» Assigned task:
Exactly transcribe the line that holds "[[144, 325], [159, 315]]" and every remaining line of the records, up to and including the final one, with nothing else.

=======

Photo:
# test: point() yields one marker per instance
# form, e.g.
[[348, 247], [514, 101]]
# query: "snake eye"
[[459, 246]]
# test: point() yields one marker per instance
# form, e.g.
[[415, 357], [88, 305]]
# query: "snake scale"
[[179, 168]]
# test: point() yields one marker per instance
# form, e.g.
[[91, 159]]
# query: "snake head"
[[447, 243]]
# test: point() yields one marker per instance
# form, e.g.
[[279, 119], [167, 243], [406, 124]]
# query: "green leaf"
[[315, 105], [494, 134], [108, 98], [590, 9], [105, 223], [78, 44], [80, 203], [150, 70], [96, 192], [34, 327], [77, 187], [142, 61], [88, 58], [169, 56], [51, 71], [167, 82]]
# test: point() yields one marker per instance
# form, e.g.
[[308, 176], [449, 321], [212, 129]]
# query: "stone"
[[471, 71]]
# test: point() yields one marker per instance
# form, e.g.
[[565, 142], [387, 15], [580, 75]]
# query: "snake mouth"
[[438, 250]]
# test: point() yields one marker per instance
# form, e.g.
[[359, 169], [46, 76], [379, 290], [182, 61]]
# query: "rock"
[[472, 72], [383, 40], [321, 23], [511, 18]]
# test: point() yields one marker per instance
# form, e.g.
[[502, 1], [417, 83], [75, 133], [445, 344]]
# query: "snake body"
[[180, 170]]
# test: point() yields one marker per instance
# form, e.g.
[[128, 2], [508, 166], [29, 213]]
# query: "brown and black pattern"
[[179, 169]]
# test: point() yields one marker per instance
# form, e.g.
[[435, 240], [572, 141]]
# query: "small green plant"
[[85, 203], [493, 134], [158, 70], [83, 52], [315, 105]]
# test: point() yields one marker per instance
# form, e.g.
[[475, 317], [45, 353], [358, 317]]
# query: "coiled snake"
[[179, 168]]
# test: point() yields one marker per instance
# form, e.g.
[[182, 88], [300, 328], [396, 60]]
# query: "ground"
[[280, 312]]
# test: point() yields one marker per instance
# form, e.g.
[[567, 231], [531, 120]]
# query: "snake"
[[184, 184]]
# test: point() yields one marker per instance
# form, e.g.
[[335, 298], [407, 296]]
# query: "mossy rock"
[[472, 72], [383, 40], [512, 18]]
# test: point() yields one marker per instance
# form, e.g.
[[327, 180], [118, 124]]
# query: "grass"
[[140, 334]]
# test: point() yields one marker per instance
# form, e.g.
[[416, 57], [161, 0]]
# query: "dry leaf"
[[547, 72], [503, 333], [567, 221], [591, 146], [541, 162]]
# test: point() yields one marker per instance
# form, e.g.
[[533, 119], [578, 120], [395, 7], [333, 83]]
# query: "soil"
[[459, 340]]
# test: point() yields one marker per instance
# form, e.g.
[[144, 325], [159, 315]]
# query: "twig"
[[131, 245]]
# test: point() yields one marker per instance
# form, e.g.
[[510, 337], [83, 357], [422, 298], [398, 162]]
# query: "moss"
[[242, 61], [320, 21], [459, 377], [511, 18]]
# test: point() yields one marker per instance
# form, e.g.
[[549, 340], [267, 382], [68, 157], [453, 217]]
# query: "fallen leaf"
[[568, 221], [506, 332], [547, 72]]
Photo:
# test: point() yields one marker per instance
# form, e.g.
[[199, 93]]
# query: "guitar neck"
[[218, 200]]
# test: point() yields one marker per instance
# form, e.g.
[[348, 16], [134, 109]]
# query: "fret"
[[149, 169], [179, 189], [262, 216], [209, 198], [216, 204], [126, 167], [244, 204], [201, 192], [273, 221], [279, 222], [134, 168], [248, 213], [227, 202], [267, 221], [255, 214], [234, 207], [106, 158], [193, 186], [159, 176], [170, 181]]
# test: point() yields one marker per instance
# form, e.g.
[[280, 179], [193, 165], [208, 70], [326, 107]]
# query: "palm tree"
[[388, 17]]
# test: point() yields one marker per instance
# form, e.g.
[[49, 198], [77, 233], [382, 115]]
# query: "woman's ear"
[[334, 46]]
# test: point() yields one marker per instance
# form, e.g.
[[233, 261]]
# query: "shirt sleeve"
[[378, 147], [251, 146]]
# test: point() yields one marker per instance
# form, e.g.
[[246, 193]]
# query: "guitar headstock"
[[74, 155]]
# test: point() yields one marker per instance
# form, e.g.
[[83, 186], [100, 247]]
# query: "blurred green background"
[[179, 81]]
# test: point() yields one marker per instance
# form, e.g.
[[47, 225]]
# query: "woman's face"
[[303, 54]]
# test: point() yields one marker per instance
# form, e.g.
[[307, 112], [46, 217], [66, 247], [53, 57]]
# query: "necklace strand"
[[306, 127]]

=======

» Exercise output:
[[144, 325], [159, 315]]
# query: "twig"
[[131, 245]]
# test: point() yields one marker per instance
# form, e.g.
[[510, 337], [83, 357], [422, 298], [398, 162]]
# query: "moss"
[[242, 61], [320, 21], [459, 377], [511, 18]]
# test: point() yields one marker per instance
# form, e.g.
[[549, 340], [267, 382], [68, 157], [453, 217]]
# query: "fallen leaf"
[[568, 221], [506, 332], [547, 72]]
Photo:
# test: point() yields one marker per instance
# form, e.g.
[[199, 93]]
# query: "guitar neck"
[[218, 200]]
# test: point() yields one marker per instance
# form, e.g.
[[348, 16], [134, 109]]
# query: "fret"
[[149, 169], [179, 189], [262, 216], [209, 198], [216, 204], [126, 167], [244, 204], [201, 192], [273, 221], [279, 222], [134, 168], [248, 213], [227, 202], [267, 221], [255, 214], [234, 207], [106, 158], [193, 186], [159, 176], [170, 181]]
# test: point() yields one marker per instance
# form, e.g.
[[280, 179], [193, 165], [208, 70], [326, 107]]
# query: "palm tree"
[[388, 17]]
# test: point() yields one marker per instance
# form, e.g.
[[49, 198], [77, 233], [382, 115]]
# query: "woman's ear"
[[334, 46]]
# test: point() yields one marker per instance
# form, e.g.
[[233, 261]]
# query: "shirt sleeve"
[[378, 147], [251, 146]]
# test: point() yields one marker per instance
# form, e.g.
[[246, 193]]
# query: "guitar headstock"
[[74, 155]]
# test: point() yields one marker per instance
# form, e.g.
[[83, 186], [100, 247]]
# query: "blurred green background"
[[179, 81]]
# test: point() yields one marker per instance
# form, e.g.
[[47, 225]]
# query: "woman's face"
[[303, 54]]
# test: point() yields one marker per instance
# form, e.g.
[[307, 112], [46, 217], [66, 247], [53, 57]]
# query: "necklace strand"
[[306, 127]]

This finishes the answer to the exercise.